__GOAL__. Recast every line of the records below as a numbered list, omitting blank lines and leaving the pictures out.

(Data listing)
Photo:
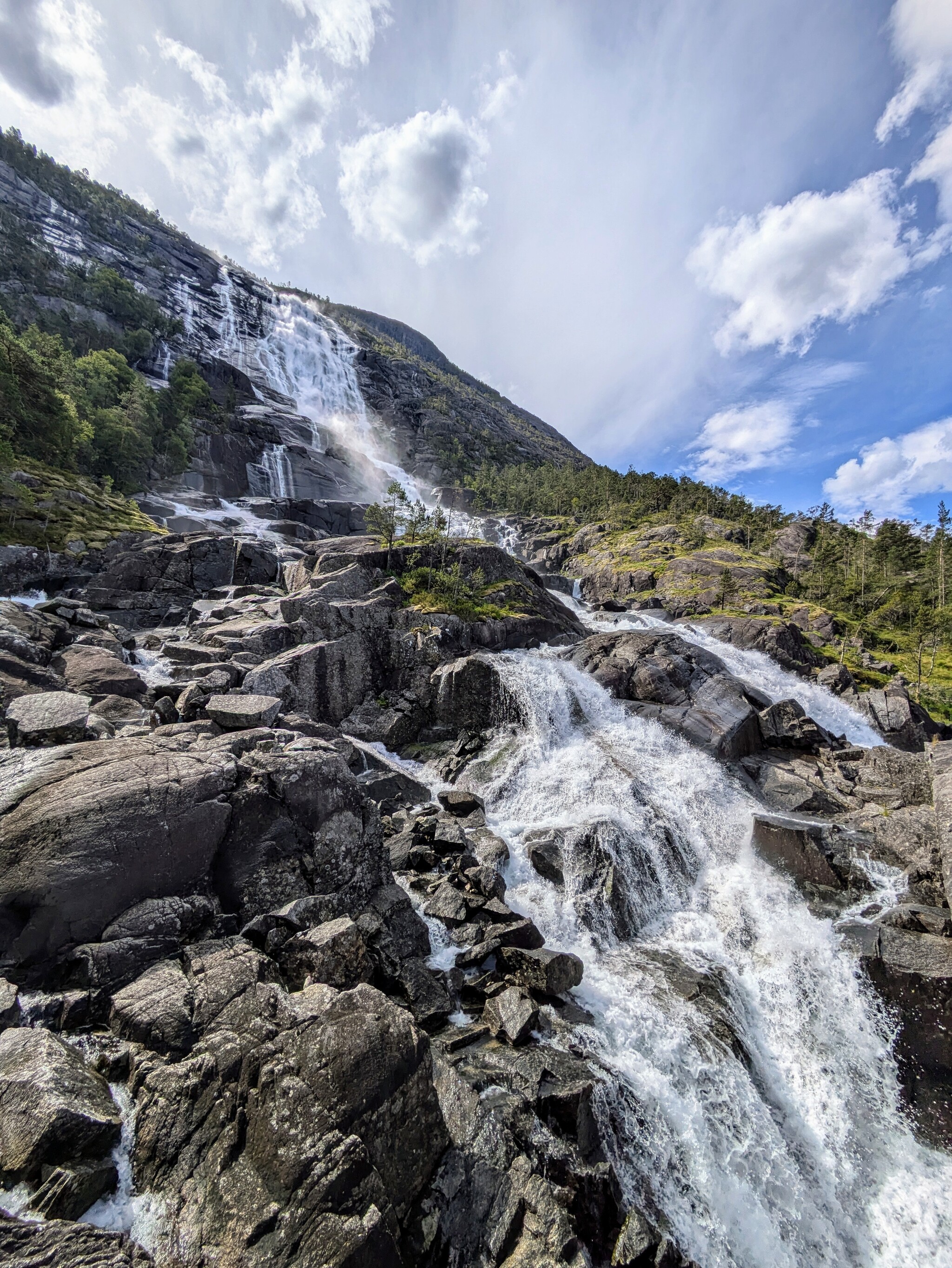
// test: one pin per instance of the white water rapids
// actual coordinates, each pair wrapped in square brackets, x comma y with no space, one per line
[760,1117]
[754,667]
[307,357]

__SOLUTION__.
1. Photo:
2. // test: one pin per instance of the white water rapids
3. // actual coordinates, each pair wrapped in square brackets, x comma y with no space, one per line
4. [760,1117]
5. [754,667]
6. [307,357]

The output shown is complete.